__Page extract__.

»»

The definition of a whitepaper varies heavily from industry to industry, which can be a little confusing for marketers looking to create one for their business.
The old-school definition comes from politics, where it means a legislative document explaining and supporting a particular political solution.
In tech, a whitepaper usually describes a theory behind a new piece of technology. Even a business whitepaper can serve a variety of uses and audiences — some more product-focused than others. And although it is put together like an ebook, the two are written quite differently.
We’re here to arm you with the best definition of a whitepaper in the context of business and what to do (and not do) as you create one. This article covers:
What is a whitepaper?
How to write a whitepaper
What Is a Whitepaper?
A whitepaper is a persuasive, authoritative, in-depth report on a specific topic that presents a problem and provides a solution.
Marketers create whitepapers to educate their audience about a particular issue, or explain and promote a particular methodology. They’re advanced problem-solving guides. Typically, whitepapers require at least an email address for download (usually they require information more than that), making them great for capturing leads.
What Isn’t a Whitepaper?
A product pitch.
Although Investopedia defines a whitepaper as “an informational document issued by a company to promote or highlight the features of a solution, product, or service,” be warned that overtly shilling your own stuff could turn off your readers.
The goal of a whitepaper is to inform and persuade based on facts and evidence, not tell the world why people need to buy your product right now.

««

Excerpts from point annotation data

»»

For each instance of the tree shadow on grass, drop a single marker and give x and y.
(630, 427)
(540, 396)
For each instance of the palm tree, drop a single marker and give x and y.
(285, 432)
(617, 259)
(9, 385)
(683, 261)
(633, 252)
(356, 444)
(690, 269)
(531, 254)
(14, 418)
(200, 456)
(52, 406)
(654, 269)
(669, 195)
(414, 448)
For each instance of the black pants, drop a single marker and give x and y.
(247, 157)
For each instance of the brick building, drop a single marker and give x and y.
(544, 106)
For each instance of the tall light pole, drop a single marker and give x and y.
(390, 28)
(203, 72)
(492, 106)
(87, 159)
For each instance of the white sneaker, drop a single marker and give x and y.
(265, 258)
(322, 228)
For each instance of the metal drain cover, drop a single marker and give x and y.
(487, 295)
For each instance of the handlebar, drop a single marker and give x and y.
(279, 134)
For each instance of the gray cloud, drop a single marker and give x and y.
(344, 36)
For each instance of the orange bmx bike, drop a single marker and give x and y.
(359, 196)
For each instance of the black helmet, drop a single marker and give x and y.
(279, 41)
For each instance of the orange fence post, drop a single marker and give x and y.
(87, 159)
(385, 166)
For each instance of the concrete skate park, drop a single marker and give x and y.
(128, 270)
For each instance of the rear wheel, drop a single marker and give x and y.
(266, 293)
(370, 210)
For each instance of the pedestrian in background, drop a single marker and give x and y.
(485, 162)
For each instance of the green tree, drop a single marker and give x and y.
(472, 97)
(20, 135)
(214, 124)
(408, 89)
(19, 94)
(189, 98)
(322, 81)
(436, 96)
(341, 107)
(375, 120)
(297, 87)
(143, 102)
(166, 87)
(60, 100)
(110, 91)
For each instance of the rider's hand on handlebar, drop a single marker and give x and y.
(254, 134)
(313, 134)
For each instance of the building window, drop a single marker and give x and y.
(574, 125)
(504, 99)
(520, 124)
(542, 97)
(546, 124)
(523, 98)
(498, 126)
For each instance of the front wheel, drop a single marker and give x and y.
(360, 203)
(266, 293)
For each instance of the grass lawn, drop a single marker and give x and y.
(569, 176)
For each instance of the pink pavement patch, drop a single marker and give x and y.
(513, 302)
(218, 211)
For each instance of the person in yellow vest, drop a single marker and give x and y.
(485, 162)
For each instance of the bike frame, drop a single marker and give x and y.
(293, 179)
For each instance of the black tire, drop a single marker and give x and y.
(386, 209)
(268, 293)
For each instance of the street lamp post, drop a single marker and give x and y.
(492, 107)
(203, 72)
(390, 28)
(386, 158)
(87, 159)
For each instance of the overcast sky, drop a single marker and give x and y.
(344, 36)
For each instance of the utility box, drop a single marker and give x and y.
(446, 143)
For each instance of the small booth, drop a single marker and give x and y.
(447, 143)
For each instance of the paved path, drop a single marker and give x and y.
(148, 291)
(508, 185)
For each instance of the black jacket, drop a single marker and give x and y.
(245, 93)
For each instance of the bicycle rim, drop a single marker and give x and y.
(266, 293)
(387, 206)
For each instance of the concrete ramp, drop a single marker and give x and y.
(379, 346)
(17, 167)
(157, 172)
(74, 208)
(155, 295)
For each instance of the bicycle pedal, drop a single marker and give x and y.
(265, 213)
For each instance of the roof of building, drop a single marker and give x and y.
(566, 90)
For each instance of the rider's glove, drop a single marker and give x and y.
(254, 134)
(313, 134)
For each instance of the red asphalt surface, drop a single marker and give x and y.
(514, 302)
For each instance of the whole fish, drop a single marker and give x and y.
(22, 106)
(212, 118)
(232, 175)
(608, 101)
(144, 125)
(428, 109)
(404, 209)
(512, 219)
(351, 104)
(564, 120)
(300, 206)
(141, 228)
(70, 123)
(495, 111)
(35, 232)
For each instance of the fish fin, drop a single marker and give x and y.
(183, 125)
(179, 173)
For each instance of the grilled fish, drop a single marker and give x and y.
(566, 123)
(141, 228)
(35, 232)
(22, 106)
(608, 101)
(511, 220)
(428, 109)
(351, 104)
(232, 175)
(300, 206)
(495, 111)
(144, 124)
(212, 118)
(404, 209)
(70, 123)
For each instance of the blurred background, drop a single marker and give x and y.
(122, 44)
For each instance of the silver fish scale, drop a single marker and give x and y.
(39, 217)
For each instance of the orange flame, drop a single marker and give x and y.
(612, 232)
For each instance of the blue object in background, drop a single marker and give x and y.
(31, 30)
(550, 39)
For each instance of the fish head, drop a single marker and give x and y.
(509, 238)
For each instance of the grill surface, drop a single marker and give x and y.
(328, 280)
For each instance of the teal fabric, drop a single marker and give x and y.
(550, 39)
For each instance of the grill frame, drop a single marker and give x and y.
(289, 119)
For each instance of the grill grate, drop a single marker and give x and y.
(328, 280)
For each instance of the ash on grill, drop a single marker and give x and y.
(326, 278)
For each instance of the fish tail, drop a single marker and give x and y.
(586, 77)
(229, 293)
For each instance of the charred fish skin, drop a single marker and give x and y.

««

__Things to do__.
(a) List the adjectives that come directly before the word "report" in the whitepaper article's definition of a whitepaper.
(b) Summarize the whitepaper article in two sentences.

__Answers to the tasks__.
(a) persuasive, authoritative, in-depth

(b) The meaning of a whitepaper differs across politics, tech, and business, but in business it is a persuasive, in-depth report that presents a problem and its solution, often used to educate audiences and capture leads. It is not a product pitch, since its goal is to inform and persuade through facts and evidence rather than push a sale.